● **YOUR OBJECTIVE**
Output only the lines below that start at the line containing "Target: front bumper" and end at the line containing "Target: tarmac runoff area", with both ends kept.

Data excerpts:
·····

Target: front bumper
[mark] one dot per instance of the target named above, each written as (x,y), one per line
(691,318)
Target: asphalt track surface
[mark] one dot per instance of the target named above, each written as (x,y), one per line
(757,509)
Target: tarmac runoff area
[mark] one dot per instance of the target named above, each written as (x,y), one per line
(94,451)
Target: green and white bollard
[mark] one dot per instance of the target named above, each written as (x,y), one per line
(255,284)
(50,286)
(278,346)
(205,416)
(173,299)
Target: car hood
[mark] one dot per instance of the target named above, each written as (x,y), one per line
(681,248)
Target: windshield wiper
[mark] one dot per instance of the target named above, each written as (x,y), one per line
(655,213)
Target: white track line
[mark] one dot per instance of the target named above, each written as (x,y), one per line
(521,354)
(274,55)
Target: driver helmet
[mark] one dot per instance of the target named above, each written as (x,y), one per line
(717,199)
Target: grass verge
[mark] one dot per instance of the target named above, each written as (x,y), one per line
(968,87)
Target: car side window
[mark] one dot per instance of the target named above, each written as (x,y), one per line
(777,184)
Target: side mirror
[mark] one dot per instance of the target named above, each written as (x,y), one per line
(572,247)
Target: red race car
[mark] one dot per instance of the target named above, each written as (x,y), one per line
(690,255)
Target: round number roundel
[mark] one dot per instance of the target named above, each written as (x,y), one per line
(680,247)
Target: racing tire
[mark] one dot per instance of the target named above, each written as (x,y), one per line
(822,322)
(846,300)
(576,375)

·····

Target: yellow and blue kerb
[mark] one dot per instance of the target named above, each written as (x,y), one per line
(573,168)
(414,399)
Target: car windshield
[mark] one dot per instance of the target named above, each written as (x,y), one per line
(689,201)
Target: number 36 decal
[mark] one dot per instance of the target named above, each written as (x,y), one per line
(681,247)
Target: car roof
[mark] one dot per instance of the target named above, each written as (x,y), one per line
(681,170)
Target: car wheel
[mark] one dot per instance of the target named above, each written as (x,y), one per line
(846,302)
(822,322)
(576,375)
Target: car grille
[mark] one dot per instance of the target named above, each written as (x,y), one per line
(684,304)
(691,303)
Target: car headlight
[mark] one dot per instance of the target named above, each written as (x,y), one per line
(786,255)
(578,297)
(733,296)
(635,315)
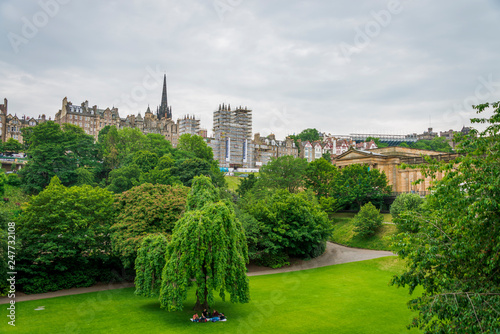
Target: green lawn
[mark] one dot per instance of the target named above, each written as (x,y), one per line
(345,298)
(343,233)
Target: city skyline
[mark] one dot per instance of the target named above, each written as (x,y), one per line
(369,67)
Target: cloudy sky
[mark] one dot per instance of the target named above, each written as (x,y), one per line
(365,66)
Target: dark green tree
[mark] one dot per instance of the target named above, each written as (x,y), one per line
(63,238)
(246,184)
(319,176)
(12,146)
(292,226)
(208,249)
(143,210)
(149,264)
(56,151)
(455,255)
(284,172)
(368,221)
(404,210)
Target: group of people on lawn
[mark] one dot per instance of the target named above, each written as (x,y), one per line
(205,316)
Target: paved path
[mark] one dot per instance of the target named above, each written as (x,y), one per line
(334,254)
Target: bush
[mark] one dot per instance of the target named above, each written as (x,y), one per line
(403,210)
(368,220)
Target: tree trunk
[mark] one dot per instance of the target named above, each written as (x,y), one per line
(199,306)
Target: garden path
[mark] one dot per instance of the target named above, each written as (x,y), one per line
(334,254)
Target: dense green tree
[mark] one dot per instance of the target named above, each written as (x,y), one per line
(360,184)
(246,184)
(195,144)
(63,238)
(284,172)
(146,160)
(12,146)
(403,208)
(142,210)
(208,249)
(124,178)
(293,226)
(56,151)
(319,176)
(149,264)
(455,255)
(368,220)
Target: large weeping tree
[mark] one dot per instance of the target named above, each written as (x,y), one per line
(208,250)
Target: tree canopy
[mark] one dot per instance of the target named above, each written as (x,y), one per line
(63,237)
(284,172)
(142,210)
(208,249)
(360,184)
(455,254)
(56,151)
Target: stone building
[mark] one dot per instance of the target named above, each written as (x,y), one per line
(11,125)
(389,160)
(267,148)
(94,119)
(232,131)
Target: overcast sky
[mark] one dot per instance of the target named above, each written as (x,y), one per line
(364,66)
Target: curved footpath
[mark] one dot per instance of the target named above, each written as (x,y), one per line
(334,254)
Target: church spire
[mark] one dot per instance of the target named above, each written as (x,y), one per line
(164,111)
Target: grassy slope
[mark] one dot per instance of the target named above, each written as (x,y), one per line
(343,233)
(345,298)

·····

● **ANSWER BELOW**
Target: front bumper
[mark] one dot per instance of the target named above, each written as (x,y), one per line
(691,318)
Target: asphalt track surface
[mark] one dot per instance of the target named above, each written as (x,y), one per line
(757,509)
Target: tarmac runoff area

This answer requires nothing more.